● Objectif A
Dans le texte source, reformulez en liste le paragraphe qui commence par « Pour être en cohérence avec mon discours », en conservant ses faits principaux.
● Objectif B
Poursuivez le texte source sur l'orchestre Divertimento à partir de sa dernière phrase.

Mais de l'idée à la réalisation, j'imagine que ça n'a pas été toujours facile de monter un orchestre et puis de se frayer un chemin...
C'est vrai que maintenant, j'en parle facilement parce que ça fait 20 ans, mais en effet, au début ce n’était pas simple. Je me suis appuyé sur des amis, ma soeur jumelle, de jeunes musiciens avec qui j'avais fait mes études. Et puis ce qui m'avait beaucoup interrogé à l'époque, alors que j’enseignais à Paris et à Stains, je rencontrais des jeunes qui étaient tous passionnés par la musique, mais avec des vies radicalement différentes. Les jeunes de Paris ne sortaient pas de leur arrondissement et les jeunes de Stains ne sortaient pas beaucoup non plus de leur ville. Je me suis dit pourquoi ne pas créer un orchestre qui serait aussi un lieu de rencontre pour ces jeunes qui ne se serait pas forcément rencontrés dans d'autres circonstances, pour qu'ils puissent partager une passion commune : celle de l'orchestre et de la musique, aux cotés des amis musiciens. Et c'est vrai qu'au départ, c'était un orchestre où il y avait à la fois des jeunes étudiants et des musiciens professionnels. En même temps, je trouvais important aussi que des concerts avec des musiciens professionnels puissent aussi se tenir dans une ville comme Stains, qu'on ne soit pas forcément toujours obligé d'aller à la salle Pleyel pour des concerts de grande qualité, d'autant plus que la ville venait de construire un conservatoire avec un nouvel auditorium.
Pour être en cohérence avec mon discours, je souhaitais que l’orchestre Divertimento soit vraiment un orchestre professionnel et en 2004 j’y ai associé les musiciens professionnels et certains professeurs, avec des concerts à Stains et dans d’autres villes du département, et parallèlement j'ai créé l'Académie pour continuer à suivre les jeunes musiciens et à faire vivre leur rencontre avec les musiciens professionnels. Mais monter un projet artistique, c’est réunir les conditions logistiques et financières, aller taper aux portes du département, de la région, du ministère de la Culture, des fondations pour aller chercher de l'argent. Ça a été très intéressant, très enthousiasmant, mais je me suis aussi retrouvée confrontée à des réalités compliquées, parce que même si aujourd'hui, on parle beaucoup d'accès à la culture pour tous, à l'époque, c'était un discours qui n'était pas évident à tenir.

● Données extraites
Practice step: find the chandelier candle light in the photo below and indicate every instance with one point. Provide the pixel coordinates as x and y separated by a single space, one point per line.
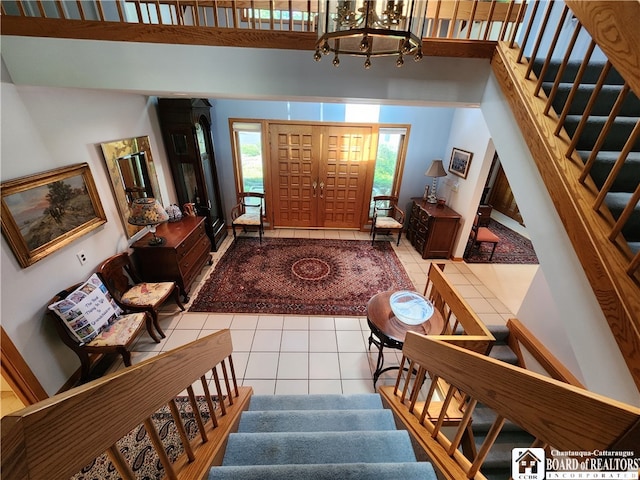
435 170
371 29
148 212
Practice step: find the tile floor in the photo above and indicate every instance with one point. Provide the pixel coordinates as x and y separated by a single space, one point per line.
283 354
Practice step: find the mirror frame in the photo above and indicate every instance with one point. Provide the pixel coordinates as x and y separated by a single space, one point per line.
112 151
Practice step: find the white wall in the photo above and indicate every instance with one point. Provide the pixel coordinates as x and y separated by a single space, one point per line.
577 311
225 72
429 129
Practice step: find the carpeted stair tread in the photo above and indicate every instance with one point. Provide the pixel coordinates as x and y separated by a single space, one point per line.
316 420
315 402
629 175
282 448
616 202
591 74
483 417
327 471
500 453
606 99
615 140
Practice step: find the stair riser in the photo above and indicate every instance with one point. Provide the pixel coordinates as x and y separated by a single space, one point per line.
606 99
615 140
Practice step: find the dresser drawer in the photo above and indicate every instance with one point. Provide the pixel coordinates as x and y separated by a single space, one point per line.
180 258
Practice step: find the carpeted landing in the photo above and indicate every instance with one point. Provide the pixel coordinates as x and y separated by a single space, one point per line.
301 277
292 437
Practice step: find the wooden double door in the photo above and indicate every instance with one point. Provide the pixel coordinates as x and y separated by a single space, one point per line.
320 174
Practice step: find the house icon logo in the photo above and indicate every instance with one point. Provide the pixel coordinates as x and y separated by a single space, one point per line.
527 463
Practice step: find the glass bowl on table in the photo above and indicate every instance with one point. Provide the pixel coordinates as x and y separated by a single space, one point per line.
410 307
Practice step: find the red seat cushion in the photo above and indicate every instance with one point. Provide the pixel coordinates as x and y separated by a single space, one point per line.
486 235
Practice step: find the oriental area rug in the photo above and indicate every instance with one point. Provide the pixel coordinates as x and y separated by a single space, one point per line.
301 277
513 248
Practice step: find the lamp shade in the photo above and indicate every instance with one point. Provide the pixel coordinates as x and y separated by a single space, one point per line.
436 169
147 211
371 29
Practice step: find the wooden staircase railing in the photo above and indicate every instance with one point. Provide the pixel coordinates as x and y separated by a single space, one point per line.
608 262
462 28
38 441
520 338
558 415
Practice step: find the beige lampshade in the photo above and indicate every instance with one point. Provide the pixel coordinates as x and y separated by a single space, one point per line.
148 211
436 169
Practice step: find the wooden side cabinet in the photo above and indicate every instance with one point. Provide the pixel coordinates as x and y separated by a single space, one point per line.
432 230
180 258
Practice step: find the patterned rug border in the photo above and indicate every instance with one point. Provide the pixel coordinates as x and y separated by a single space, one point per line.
378 267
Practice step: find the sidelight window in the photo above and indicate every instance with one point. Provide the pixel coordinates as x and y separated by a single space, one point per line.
248 153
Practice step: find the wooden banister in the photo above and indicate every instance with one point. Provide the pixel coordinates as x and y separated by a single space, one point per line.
105 410
605 256
519 334
552 411
600 19
558 415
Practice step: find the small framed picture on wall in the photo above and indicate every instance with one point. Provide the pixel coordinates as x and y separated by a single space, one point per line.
460 161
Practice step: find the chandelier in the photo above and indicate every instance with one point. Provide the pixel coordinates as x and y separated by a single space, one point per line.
371 29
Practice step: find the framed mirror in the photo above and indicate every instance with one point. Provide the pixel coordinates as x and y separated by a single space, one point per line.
133 175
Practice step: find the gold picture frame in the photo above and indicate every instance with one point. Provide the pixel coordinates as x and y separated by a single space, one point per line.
131 167
44 212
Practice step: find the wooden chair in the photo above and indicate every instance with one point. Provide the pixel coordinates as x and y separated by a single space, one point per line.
248 213
131 293
116 338
387 217
480 235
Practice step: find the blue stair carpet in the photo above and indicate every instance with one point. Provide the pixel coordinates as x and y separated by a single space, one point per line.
319 437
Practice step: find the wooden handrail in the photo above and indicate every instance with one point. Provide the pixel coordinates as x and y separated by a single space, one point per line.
103 411
557 414
462 326
600 19
289 24
564 416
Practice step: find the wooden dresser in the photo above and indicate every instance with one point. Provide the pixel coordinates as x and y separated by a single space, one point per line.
432 230
180 258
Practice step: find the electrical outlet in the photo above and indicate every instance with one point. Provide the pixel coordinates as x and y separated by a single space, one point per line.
82 257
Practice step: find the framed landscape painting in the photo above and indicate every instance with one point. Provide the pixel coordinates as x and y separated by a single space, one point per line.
44 212
460 161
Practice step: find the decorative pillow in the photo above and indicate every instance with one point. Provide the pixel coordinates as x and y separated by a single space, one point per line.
87 310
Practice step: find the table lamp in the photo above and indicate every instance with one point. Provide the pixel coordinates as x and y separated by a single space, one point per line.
435 170
148 212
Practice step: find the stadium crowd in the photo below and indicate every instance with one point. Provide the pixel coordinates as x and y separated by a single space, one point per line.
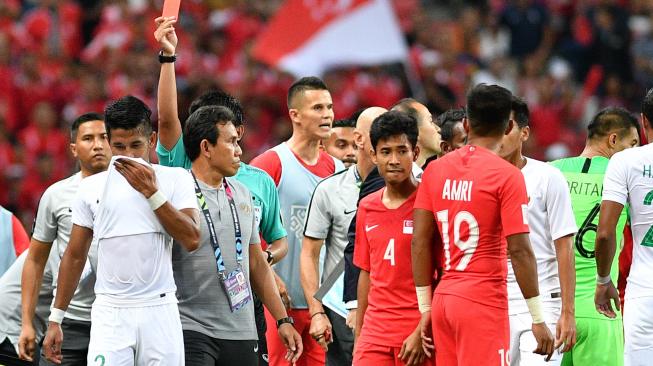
60 58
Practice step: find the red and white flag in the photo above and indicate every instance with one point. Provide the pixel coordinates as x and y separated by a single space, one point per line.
307 37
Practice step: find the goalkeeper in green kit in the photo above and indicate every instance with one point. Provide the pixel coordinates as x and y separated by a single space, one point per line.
599 339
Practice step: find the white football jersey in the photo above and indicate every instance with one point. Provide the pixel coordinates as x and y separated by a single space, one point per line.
629 180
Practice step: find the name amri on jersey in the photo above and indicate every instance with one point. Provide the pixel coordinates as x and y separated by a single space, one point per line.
455 190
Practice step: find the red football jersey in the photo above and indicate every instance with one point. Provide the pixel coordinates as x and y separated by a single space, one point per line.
478 199
382 248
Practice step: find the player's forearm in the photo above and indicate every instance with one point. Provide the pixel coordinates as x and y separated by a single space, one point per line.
169 124
308 275
70 270
362 292
279 249
525 268
606 237
567 272
422 259
31 279
263 283
605 248
182 225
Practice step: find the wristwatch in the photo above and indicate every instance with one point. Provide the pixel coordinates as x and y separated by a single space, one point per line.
166 59
288 320
270 256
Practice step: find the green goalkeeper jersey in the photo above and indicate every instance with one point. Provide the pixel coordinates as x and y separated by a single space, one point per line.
585 179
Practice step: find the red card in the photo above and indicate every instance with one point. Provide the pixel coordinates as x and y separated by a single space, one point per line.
171 8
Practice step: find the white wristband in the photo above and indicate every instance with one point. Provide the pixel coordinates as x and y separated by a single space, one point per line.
603 280
56 315
535 308
156 200
424 294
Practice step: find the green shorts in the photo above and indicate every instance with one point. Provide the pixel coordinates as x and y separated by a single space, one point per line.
598 342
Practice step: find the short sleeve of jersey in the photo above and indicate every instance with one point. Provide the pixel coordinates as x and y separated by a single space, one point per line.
318 220
254 238
271 225
45 223
21 240
184 192
558 204
615 181
270 162
514 204
424 200
361 245
82 213
173 158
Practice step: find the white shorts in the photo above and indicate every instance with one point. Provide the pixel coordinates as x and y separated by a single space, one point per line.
638 331
523 343
131 336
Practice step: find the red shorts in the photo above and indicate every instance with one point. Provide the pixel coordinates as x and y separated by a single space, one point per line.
368 354
313 354
468 333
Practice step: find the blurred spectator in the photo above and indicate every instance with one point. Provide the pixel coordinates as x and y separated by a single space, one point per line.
528 22
60 58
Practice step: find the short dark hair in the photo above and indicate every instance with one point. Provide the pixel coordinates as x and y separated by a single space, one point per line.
520 110
344 123
647 105
202 125
488 109
612 119
354 116
451 115
447 122
406 106
219 98
393 123
86 117
128 113
304 84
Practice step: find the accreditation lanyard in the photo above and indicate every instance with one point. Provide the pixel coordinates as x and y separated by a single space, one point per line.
209 221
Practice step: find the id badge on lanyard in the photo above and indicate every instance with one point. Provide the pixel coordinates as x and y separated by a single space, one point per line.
234 283
237 289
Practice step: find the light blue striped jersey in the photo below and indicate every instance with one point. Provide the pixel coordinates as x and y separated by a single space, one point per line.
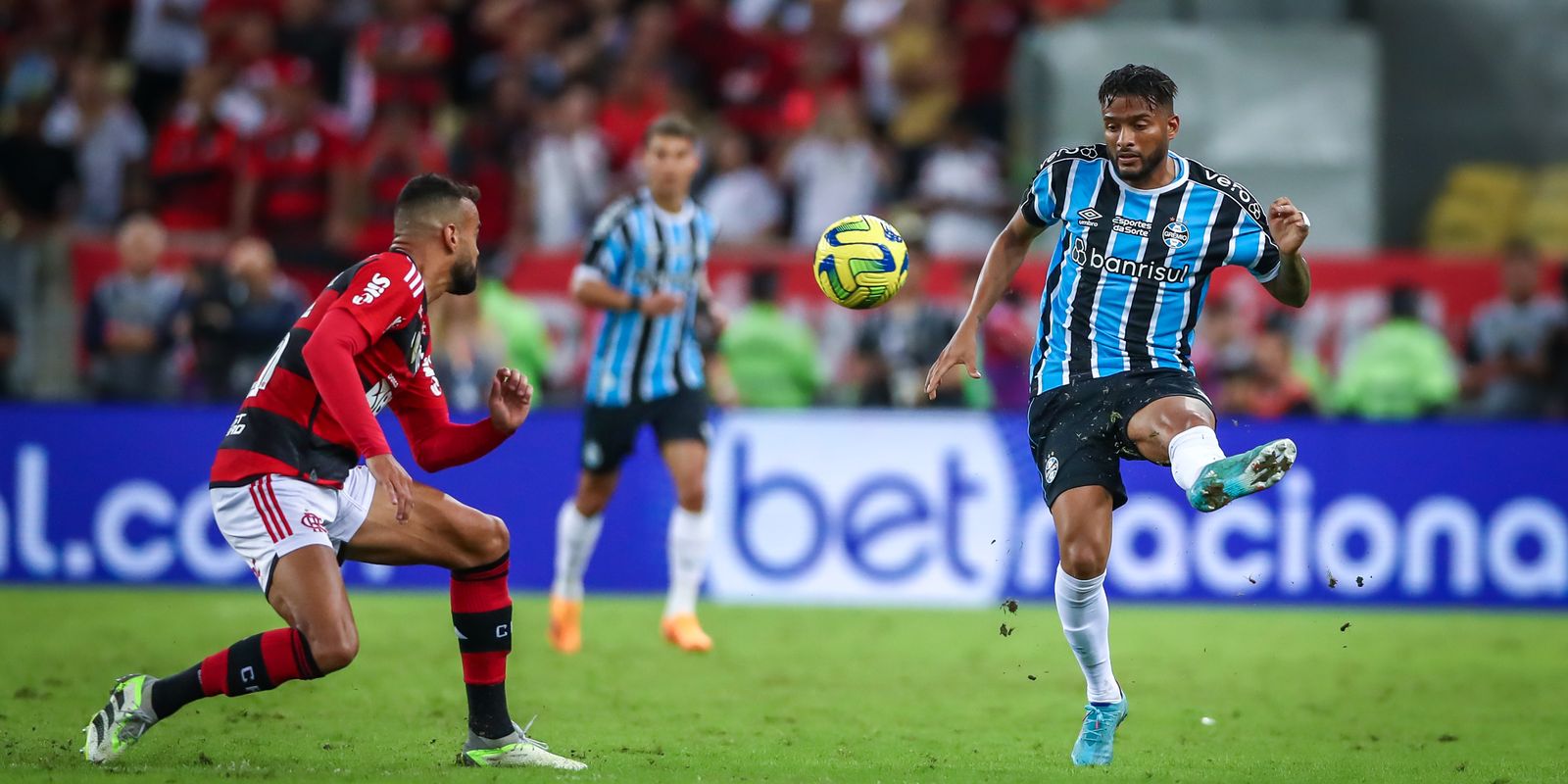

● Réponse A
- En 2004, l'orchestre Divertimento devient vraiment professionnel : des musiciens professionnels et certains professeurs y sont associés, avec des concerts à Stains et dans d'autres villes du département.
- En parallèle, l'Académie est créée pour continuer à suivre les jeunes musiciens et faire vivre leur rencontre avec les musiciens professionnels.
- Monter un projet artistique exige de réunir les conditions logistiques et financières. Il faut solliciter le département, la région, le ministère de la Culture et des fondations.
- L'expérience est très intéressante et enthousiasmante, mais elle met aussi face à des réalités compliquées. À l'époque, l'accès à la culture pour tous était un discours difficile à tenir.

● Réponse B
Sous prétexte que c'était en Seine-Saint-Denis, on me répondait que c'était plus un travail socioculturel, et soit on ne me donnait pas de financement, soit on me disait que ça n’intéressait pas les populations. Et donc, je n'avais pas forcément beaucoup de moyens. Mais grâce aux gens qui m'ont fait confiance, ça a pris forme, et c'est en gardant le cap, en restant ferme sur ma position, c'est à dire de défendre cette place de la musique classique en allant dans les écoles, dans les centres sociaux, les maisons de quartier, les lieux culturels qu'on a pu montrer qu'il y a un public et qu'on pouvait avoir de la diversité sociale, culturelle et intergénérationnelle tout en gardant l'excellence. Et malgré le fait qu'à partir de 2010, l'orchestre Divertimento a basculé dans une autre période où on a eu beaucoup de concerts dans des salles importantes, il y a toujours ce souci d'arriver à le faire exister financièrement, une problématique qui est importante et avec laquelle je ne suis pas forcément encore la plus sereine. Parce qu'il faut arriver à convaincre encore les institutionnels, ça reste un orchestre indépendant qui n'a pas forcément beaucoup de moyens qui viennent de l'Etat. Encore aujourd'hui, il y a encore ce combat à mener pour dire que même si on parle d'excellence, la musique classique peut être populaire dans le sens beau du terme et qu'on peut la jouer partout.
Vous êtes engagée dans la pédagogie et le soutien de jeunes musiciens et des femmes dans la musique classique. Par rapport à votre expérience, qu'est-ce qui a changé et quel conseil donneriez-vous aux jeunes qui se lancent dans le métier de chef.fe ?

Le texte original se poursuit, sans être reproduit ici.